# Your goal
Below are records; extract exactly the lines from the one containing "[ ] locate the hillside" through the last, both included, and keep the pictures out.

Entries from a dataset

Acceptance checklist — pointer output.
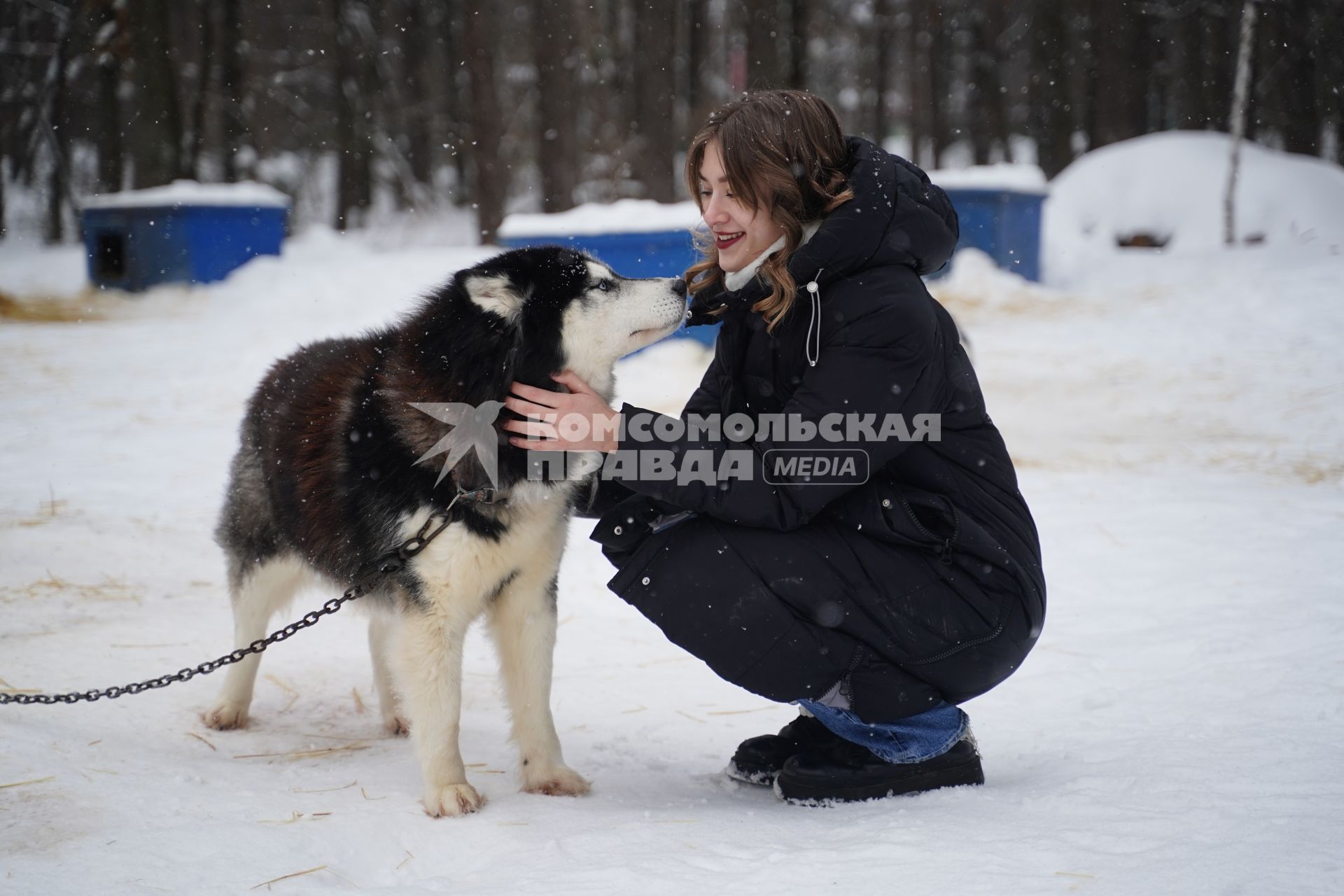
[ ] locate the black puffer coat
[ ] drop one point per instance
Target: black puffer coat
(925, 580)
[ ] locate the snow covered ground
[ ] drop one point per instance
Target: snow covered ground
(1176, 425)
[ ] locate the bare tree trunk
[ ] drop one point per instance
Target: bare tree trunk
(799, 65)
(354, 146)
(454, 106)
(1121, 71)
(204, 85)
(58, 179)
(556, 99)
(1294, 77)
(988, 125)
(417, 51)
(764, 26)
(918, 99)
(696, 58)
(158, 120)
(883, 34)
(1238, 124)
(234, 131)
(1053, 115)
(111, 42)
(489, 176)
(932, 27)
(654, 99)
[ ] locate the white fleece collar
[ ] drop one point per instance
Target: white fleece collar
(737, 280)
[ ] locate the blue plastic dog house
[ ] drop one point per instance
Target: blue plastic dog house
(999, 210)
(185, 232)
(636, 237)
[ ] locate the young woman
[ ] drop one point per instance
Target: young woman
(876, 601)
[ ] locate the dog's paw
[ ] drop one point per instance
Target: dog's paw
(558, 782)
(452, 799)
(226, 715)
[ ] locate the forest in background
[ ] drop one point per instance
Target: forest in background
(358, 105)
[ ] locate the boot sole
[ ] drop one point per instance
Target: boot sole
(760, 777)
(802, 793)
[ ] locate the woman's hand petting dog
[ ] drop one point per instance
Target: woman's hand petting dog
(574, 421)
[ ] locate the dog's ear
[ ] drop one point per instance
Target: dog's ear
(495, 293)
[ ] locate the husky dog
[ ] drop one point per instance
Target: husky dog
(327, 480)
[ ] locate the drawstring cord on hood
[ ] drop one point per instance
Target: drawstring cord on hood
(815, 292)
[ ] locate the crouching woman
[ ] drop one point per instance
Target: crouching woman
(891, 570)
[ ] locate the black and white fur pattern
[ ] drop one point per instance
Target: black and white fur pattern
(326, 480)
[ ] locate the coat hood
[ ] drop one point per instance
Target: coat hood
(897, 216)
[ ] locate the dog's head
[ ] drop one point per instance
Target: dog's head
(573, 308)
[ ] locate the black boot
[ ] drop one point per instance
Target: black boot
(760, 760)
(850, 773)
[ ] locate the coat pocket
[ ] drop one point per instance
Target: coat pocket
(909, 517)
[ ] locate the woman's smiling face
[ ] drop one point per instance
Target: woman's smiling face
(739, 232)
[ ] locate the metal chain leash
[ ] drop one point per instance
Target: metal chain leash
(379, 570)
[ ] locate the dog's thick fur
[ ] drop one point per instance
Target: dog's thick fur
(327, 480)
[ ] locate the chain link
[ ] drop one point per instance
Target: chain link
(384, 567)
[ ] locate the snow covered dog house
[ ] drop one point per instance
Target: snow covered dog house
(636, 237)
(183, 232)
(999, 210)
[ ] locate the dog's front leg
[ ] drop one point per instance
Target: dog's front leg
(523, 624)
(428, 664)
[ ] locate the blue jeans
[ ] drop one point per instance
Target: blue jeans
(907, 741)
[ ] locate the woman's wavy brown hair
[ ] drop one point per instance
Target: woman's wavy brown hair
(783, 153)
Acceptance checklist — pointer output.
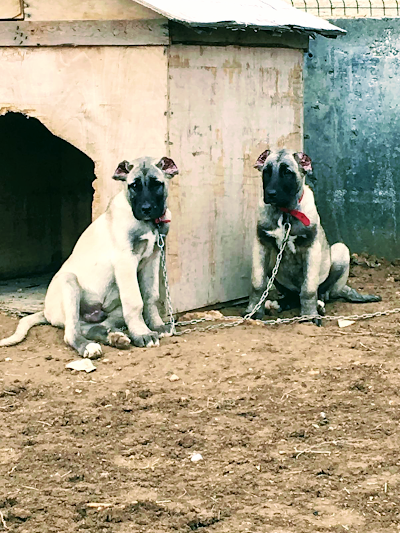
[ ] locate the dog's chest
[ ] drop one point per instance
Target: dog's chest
(278, 234)
(143, 243)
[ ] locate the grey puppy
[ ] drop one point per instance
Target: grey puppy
(311, 271)
(111, 279)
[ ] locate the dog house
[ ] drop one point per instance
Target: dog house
(88, 83)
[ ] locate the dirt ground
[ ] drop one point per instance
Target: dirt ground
(297, 427)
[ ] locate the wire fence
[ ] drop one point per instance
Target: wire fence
(349, 8)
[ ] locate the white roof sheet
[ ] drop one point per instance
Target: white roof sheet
(266, 14)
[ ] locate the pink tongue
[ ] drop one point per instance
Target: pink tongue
(166, 216)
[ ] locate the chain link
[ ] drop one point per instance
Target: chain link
(161, 245)
(233, 321)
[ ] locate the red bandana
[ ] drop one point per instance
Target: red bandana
(297, 214)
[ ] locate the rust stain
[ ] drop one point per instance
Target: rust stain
(176, 61)
(219, 181)
(292, 141)
(232, 67)
(213, 70)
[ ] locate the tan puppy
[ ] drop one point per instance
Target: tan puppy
(111, 279)
(310, 270)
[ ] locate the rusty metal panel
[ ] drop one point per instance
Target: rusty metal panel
(267, 14)
(226, 106)
(11, 9)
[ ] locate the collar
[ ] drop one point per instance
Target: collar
(296, 213)
(165, 218)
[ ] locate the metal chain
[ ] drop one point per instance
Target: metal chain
(233, 321)
(161, 245)
(237, 322)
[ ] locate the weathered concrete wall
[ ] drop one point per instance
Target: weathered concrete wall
(110, 102)
(227, 105)
(352, 133)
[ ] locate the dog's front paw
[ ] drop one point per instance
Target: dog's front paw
(258, 315)
(93, 351)
(146, 341)
(118, 339)
(165, 330)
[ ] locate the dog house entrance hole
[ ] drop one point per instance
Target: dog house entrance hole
(46, 198)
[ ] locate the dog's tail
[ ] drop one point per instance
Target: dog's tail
(25, 324)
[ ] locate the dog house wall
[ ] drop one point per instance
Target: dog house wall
(119, 89)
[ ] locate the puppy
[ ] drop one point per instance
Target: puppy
(111, 279)
(310, 270)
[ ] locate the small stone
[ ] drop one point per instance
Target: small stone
(342, 323)
(85, 365)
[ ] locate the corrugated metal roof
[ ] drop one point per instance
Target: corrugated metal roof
(263, 14)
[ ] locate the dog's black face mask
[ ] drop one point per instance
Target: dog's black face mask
(283, 176)
(146, 183)
(280, 184)
(147, 198)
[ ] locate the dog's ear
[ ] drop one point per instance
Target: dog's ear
(122, 170)
(261, 159)
(303, 161)
(168, 166)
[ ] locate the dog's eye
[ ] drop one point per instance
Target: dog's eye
(268, 171)
(156, 185)
(136, 185)
(288, 173)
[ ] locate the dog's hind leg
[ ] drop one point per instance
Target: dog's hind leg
(335, 286)
(71, 299)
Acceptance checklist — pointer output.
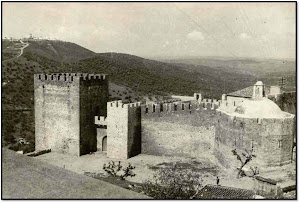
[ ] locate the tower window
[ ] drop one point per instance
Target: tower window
(279, 143)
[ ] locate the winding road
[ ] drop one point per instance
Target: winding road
(21, 51)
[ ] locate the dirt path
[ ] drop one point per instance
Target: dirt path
(22, 48)
(21, 52)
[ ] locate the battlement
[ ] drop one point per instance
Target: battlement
(119, 104)
(69, 77)
(179, 107)
(244, 122)
(100, 120)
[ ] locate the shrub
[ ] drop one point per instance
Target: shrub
(113, 169)
(173, 183)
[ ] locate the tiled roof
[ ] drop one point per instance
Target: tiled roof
(268, 180)
(223, 192)
(246, 92)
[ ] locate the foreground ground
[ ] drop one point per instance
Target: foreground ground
(147, 165)
(28, 178)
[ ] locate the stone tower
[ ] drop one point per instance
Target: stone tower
(258, 90)
(123, 130)
(65, 107)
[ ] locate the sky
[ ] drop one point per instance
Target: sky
(175, 30)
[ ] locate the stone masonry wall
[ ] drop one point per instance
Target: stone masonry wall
(123, 130)
(57, 113)
(65, 106)
(178, 129)
(93, 99)
(271, 139)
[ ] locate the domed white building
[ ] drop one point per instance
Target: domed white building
(255, 123)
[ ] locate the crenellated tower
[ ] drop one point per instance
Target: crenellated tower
(65, 107)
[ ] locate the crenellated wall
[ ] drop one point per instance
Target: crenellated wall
(65, 106)
(179, 128)
(271, 139)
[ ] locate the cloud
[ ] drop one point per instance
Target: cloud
(244, 36)
(195, 36)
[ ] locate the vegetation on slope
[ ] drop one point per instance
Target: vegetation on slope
(59, 50)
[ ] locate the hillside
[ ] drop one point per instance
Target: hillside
(28, 178)
(159, 78)
(131, 79)
(59, 50)
(267, 70)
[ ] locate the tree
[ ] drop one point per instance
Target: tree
(173, 183)
(244, 158)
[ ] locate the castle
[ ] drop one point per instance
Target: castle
(73, 115)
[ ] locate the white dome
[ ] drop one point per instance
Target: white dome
(259, 83)
(260, 108)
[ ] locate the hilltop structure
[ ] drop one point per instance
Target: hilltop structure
(73, 115)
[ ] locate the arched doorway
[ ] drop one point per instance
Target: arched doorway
(104, 144)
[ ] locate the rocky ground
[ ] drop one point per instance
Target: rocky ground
(147, 166)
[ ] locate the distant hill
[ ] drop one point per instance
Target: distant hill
(132, 78)
(59, 50)
(159, 78)
(267, 70)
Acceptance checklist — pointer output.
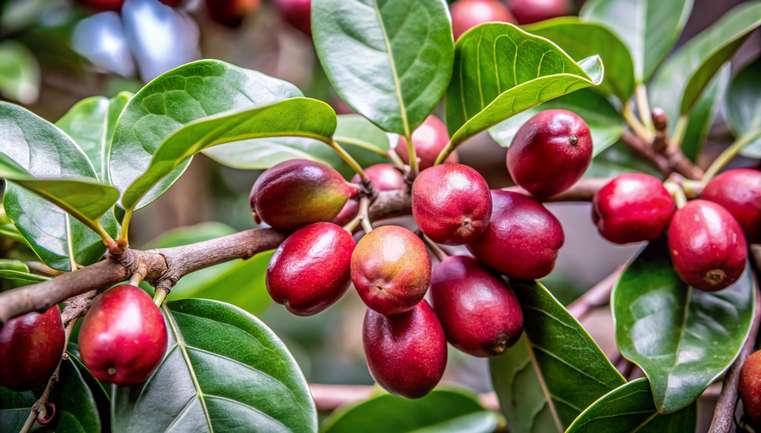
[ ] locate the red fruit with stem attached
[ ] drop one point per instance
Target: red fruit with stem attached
(550, 152)
(429, 139)
(30, 347)
(739, 192)
(522, 239)
(707, 245)
(391, 269)
(632, 207)
(298, 192)
(406, 353)
(478, 310)
(310, 270)
(467, 14)
(123, 336)
(451, 203)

# Output for this exercise
[ ] locate the hillside
[ ] drop one point per instance
Target: hillside
(28, 178)
(159, 78)
(131, 79)
(59, 50)
(267, 70)
[ ] locate the tree
[ ] drop one point per instance
Target: tree
(173, 183)
(244, 158)
[ ] locate the castle
[ ] drop one point per instance
Target: castle
(73, 115)
[ ] locate the white dome
[ ] drop one point per instance
Target: white dome
(259, 83)
(260, 108)
[ ] locate the hilltop structure
[ ] drop one point per instance
Target: hilltop structure
(73, 115)
[ ] locate the arched doorway
[ ] drop one point per instance
Target: arched doorway
(104, 144)
[ ] locate the rocky ground
[ ] drop one point per instance
Target: rocky ground
(147, 166)
[ ] locate the distant hill
[ ] drop one point per instance
Target: distant hill
(132, 78)
(59, 50)
(159, 78)
(267, 70)
Acceptance checklist — pointer output.
[ ] locate the red fruit with stem attached
[ ] drop one point per instance
Target: red fruit with stem attached
(550, 152)
(429, 139)
(30, 347)
(739, 192)
(522, 239)
(707, 245)
(391, 269)
(632, 207)
(298, 192)
(406, 353)
(478, 310)
(310, 270)
(467, 14)
(123, 336)
(451, 203)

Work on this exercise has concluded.